— Assignment 1 —
Summarize the article on Berlusconi's parliamentary vote in two sentences.
— Assignment 2 —
Write a continuation of the article on Berlusconi's parliamentary vote, starting after its final sentence.

BEGIN Source document

Italian Prime Minister Silvio Berlusconi has survived a tough parliamentary test. A break-away group of former allies abstained in a vote against a junior minister, avoiding a fresh general election for now.

Gianfranco Fini and Silvio Berlusconi

Fini and Berlusconi's alliance came to an abrupt end

The conservative coalition of Italian Prime Minister Silvio Berlusconi has passed its first test in parliament since a damaging defection of members of his party – avoiding any immediate need for a general election.

"We will not go to the polls for now," said Minister for Reforms Umberto Bossi.

Supporters of Berlusconi's estranged former political ally Gianfranco Fini declined to take part in a vote of no-confidence against junior justice minister Giacomo Caliendo.

The motion, put forward by opposition parties, was defeated in the lower house Chamber of Deputies with 299 votes against, 229 votes in favor and 75 abstentions.

A ballot box is emptied in Rome

Elections in Italy usually take place in the spring

Berlusconi had moved to expel Fini from the center-right People of Freedom party last week. Fini left - but took 33 other parliamentarians with him to join the new Future and Freedom party. Crucially, this denied Berlusconi and his allies a majority in parliament and the premier threatened early elections if provoked by Fini.

Caliendo is under police investigation for allegedly trying to sell political influence. Fini and his allies avoided a showdown at the ballot box by opting for an abstention.

END Source document
BEGIN Dataset extract

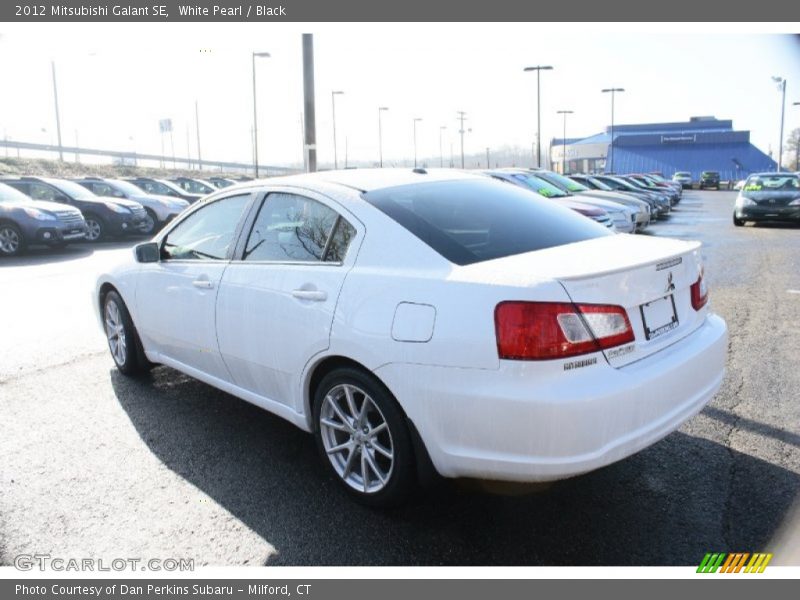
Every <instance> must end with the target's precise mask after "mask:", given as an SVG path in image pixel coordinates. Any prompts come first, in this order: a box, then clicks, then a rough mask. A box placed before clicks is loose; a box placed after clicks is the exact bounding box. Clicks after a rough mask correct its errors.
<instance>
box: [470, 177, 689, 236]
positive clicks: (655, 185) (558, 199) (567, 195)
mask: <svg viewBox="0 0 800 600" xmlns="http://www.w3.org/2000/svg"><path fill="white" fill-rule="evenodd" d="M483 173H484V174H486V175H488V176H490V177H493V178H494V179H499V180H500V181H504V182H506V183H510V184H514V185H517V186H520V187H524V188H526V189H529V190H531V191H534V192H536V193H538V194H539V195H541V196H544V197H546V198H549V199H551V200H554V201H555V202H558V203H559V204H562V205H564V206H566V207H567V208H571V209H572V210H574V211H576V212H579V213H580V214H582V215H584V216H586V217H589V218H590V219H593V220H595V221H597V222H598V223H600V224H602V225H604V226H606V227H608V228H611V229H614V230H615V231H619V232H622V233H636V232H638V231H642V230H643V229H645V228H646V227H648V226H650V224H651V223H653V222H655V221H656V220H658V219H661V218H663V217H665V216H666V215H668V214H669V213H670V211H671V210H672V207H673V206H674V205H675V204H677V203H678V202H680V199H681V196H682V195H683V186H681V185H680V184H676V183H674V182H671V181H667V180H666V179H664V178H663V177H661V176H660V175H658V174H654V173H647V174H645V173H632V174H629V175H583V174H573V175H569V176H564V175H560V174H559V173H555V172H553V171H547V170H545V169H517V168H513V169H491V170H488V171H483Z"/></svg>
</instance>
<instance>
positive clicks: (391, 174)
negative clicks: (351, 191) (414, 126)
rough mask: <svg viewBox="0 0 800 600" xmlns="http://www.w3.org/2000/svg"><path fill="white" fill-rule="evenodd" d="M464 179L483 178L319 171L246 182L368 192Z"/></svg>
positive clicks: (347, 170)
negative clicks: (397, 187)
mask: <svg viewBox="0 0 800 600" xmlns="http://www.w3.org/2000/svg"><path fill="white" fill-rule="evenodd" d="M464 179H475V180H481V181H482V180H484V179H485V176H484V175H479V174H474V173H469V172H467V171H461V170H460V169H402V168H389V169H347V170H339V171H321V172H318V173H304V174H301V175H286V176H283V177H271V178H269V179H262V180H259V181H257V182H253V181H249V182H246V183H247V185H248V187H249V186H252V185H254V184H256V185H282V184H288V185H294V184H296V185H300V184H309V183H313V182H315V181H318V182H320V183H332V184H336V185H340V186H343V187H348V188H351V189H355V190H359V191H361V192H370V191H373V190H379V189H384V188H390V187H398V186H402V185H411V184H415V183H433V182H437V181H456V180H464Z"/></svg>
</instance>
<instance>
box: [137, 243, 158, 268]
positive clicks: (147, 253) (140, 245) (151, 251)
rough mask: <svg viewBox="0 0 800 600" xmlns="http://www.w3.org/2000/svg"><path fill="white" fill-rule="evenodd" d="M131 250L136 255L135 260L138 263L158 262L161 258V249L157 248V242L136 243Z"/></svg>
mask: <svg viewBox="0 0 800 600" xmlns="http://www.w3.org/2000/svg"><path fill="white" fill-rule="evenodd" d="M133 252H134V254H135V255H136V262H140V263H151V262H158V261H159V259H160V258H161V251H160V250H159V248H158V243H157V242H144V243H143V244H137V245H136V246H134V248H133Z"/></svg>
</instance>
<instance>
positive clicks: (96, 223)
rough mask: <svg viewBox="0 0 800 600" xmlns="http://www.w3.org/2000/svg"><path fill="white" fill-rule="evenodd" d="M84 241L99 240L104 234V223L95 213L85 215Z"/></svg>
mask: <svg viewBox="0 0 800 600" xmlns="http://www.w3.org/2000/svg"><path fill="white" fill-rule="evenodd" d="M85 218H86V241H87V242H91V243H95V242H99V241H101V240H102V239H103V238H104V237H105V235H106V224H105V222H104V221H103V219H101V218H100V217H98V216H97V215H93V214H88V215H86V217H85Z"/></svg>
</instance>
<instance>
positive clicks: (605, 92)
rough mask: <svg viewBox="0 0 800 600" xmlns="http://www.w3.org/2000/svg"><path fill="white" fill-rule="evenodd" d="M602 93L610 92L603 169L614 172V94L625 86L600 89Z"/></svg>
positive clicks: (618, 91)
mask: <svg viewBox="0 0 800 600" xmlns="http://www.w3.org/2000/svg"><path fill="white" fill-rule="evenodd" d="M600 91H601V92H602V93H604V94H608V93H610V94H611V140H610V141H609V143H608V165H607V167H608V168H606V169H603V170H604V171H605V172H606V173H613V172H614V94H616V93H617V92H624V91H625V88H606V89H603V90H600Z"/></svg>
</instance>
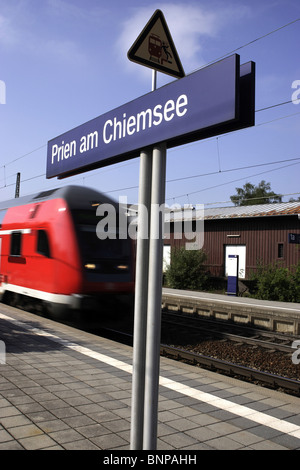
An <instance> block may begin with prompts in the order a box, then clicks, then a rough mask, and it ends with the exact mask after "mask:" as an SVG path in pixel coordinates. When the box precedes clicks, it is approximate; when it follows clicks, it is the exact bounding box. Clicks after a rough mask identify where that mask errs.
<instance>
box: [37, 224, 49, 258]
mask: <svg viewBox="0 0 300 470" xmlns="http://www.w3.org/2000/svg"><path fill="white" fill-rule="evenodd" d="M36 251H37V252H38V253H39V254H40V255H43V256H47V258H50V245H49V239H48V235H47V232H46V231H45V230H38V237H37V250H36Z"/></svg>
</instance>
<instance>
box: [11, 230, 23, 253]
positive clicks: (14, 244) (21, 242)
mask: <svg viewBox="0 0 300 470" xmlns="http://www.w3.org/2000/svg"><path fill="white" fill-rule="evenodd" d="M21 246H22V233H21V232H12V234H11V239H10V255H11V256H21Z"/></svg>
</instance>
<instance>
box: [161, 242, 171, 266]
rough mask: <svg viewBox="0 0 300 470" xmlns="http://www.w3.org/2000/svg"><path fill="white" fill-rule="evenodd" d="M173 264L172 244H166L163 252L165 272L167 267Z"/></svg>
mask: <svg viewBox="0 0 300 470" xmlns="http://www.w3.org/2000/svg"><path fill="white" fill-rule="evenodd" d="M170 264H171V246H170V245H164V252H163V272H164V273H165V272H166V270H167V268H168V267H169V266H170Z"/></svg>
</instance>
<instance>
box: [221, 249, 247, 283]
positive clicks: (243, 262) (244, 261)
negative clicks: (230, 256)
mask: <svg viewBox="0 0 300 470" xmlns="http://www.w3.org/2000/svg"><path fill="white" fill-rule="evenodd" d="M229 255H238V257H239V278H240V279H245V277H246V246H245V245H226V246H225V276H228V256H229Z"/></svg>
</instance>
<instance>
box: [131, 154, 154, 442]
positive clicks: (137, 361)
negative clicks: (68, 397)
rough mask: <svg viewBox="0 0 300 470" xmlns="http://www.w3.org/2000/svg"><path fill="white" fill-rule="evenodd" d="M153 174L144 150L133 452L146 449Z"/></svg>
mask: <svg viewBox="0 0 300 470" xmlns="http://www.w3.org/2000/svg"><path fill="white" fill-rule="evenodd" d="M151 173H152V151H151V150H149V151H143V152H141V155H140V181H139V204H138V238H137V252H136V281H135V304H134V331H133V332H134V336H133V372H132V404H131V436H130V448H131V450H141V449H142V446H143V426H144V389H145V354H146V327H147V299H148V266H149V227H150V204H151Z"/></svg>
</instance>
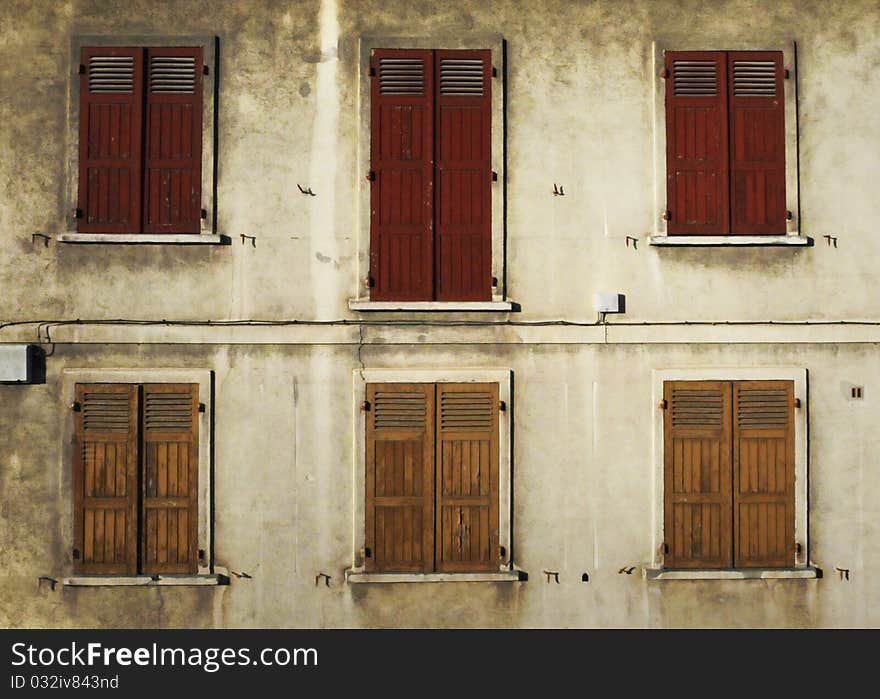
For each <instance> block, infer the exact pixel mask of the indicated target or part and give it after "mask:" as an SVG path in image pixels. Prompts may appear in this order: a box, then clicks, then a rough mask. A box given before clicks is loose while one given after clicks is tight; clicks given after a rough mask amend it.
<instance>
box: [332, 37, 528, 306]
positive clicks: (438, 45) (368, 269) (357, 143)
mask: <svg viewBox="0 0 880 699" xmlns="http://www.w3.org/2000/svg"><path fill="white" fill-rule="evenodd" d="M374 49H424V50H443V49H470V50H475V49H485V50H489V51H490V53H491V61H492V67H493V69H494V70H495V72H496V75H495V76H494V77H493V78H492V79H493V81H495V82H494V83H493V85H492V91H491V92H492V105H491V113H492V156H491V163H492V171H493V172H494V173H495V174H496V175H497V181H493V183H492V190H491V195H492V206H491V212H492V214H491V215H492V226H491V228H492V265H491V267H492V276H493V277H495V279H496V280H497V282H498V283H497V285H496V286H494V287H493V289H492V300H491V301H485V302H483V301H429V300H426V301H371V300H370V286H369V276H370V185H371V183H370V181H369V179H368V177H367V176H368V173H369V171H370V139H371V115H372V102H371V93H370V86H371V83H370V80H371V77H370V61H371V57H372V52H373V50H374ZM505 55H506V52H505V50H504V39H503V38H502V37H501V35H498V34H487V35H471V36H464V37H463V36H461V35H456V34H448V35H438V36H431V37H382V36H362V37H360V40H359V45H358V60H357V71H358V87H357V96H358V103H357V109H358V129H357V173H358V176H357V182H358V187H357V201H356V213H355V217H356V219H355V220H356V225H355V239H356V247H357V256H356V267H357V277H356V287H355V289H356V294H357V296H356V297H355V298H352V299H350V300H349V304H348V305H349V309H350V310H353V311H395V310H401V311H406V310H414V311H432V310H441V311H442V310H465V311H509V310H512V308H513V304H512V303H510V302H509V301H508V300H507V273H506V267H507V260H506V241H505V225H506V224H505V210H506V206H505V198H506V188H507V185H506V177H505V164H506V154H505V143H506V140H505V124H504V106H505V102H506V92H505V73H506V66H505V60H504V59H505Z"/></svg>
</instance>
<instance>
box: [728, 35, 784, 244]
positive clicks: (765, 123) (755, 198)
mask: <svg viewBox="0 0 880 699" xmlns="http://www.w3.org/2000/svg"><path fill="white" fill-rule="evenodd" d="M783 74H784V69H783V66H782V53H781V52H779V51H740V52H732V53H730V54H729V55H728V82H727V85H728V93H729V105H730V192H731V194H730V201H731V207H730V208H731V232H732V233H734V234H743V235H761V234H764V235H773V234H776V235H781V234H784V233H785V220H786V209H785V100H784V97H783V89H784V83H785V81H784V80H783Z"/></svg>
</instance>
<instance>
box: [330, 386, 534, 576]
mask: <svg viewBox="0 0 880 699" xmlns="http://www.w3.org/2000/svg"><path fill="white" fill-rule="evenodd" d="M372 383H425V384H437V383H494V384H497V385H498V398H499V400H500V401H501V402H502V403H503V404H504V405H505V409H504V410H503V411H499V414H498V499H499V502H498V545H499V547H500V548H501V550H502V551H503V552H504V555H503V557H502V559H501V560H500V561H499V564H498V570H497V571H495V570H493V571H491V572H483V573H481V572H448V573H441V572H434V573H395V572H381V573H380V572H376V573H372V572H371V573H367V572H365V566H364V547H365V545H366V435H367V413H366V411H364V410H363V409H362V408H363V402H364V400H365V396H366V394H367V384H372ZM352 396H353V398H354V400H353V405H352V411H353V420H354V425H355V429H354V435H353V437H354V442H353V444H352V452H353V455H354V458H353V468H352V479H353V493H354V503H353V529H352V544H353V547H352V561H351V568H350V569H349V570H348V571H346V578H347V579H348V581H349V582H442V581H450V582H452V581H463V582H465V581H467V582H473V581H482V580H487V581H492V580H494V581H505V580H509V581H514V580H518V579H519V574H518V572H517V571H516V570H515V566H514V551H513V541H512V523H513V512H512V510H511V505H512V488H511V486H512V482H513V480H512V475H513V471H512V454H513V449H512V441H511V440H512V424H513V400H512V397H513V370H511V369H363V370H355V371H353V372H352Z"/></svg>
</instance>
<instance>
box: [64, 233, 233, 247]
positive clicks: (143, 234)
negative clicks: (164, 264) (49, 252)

END Dataset extract

— Response area 1 —
Italian Prime Minister Silvio Berlusconi's coalition survived an opposition no-confidence motion against junior justice minister Giacomo Caliendo, which the Chamber of Deputies defeated with 299 votes against, 229 in favor and 75 abstentions, avoiding an immediate general election. After Berlusconi moved to expel Gianfranco Fini, Fini left with 33 other parliamentarians for the new Future and Freedom party, denying Berlusconi a majority, and Fini's supporters abstained rather than force a showdown.

— Response area 2 —
'Sailing without a compass'

However, Interior Minister Roberto Maroni - from Berlusconi's main coalition partners the Northern League - said that a general election could take place when parliament resumes in September. Maroni said that Berlusconi's two-year-old government was "sailing without a compass" following the split.

Italian Interior Minister Roberto Maroni

Interior Minister Maroni said elections in September were possible

"If the ship hits the rocks, we go back to the polls," Maroni told the Italian daily newspaper Corriere della Sera on Wednesday.

The minister added that the government might be forced to break with its usual procedure of holding elections in springtime.

"I know there are no precedents for holding elections in the autumn, but that should not be ruled out in the face of a serious political crisis."

Berlusconi is believed to favor early elections if he does not have sufficient backing in parliament. Although the 73-year-old's coalition has seen its popularity slide recently, the center-left opposition is so fragmented that he could win an early poll.